Write out every line of the records below word for word, leaving out the pictures.

**Location labeling records:**

* * * * *

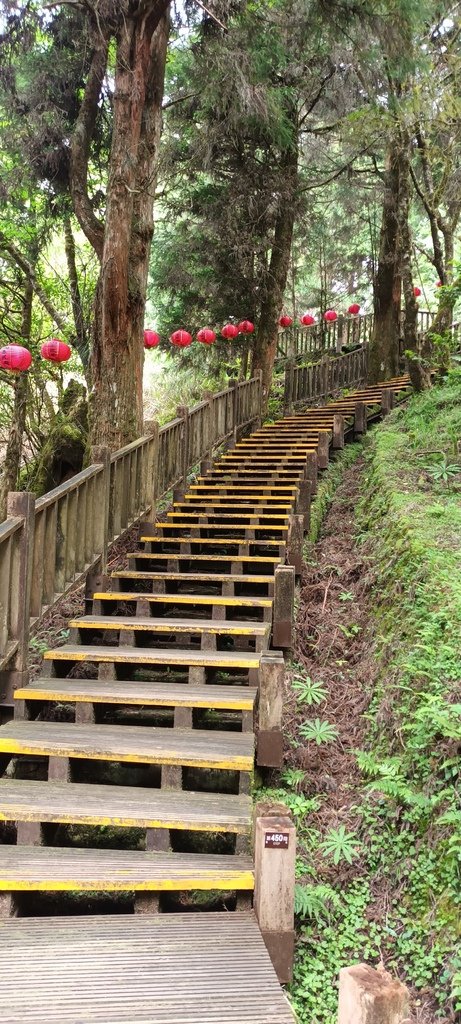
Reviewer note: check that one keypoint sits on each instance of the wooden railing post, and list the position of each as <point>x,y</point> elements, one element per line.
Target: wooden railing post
<point>283,614</point>
<point>181,486</point>
<point>295,542</point>
<point>19,504</point>
<point>275,862</point>
<point>271,681</point>
<point>289,385</point>
<point>369,996</point>
<point>97,579</point>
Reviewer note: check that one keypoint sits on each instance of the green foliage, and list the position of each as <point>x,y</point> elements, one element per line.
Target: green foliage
<point>308,691</point>
<point>319,731</point>
<point>340,845</point>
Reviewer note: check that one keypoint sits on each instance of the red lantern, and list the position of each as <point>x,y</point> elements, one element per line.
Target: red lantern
<point>229,331</point>
<point>151,339</point>
<point>180,338</point>
<point>245,327</point>
<point>55,350</point>
<point>15,358</point>
<point>206,336</point>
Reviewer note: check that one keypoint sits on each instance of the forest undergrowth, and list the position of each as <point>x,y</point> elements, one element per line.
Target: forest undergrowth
<point>373,717</point>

* * * * *

**Exercise response:**
Reviewer note: check that one keypoint sits on each instance of the wooden railing post, and list the position of each as <point>x,y</point> elements, one element per line.
Target: wooden railing post
<point>283,614</point>
<point>181,486</point>
<point>295,542</point>
<point>19,504</point>
<point>275,862</point>
<point>271,681</point>
<point>289,385</point>
<point>369,996</point>
<point>97,579</point>
Reviewer note: check that one keypoint sits on each instance of the green foliage, and list the position of each as <point>x,y</point> elements, one element per line.
Target: green foliage
<point>308,691</point>
<point>319,731</point>
<point>340,845</point>
Reviewer note: check that one keypoint sits on each instance of the red lantern, and list the position of each as <point>x,y</point> elements, one element per line.
Target: red lantern
<point>229,331</point>
<point>151,339</point>
<point>180,338</point>
<point>245,327</point>
<point>55,350</point>
<point>15,358</point>
<point>206,336</point>
Reviewer note: check that one keypoint sits on each instance of the forest undergrowth, and list the position of each as <point>x,y</point> elements, one element per line.
Target: forest undergrowth
<point>373,717</point>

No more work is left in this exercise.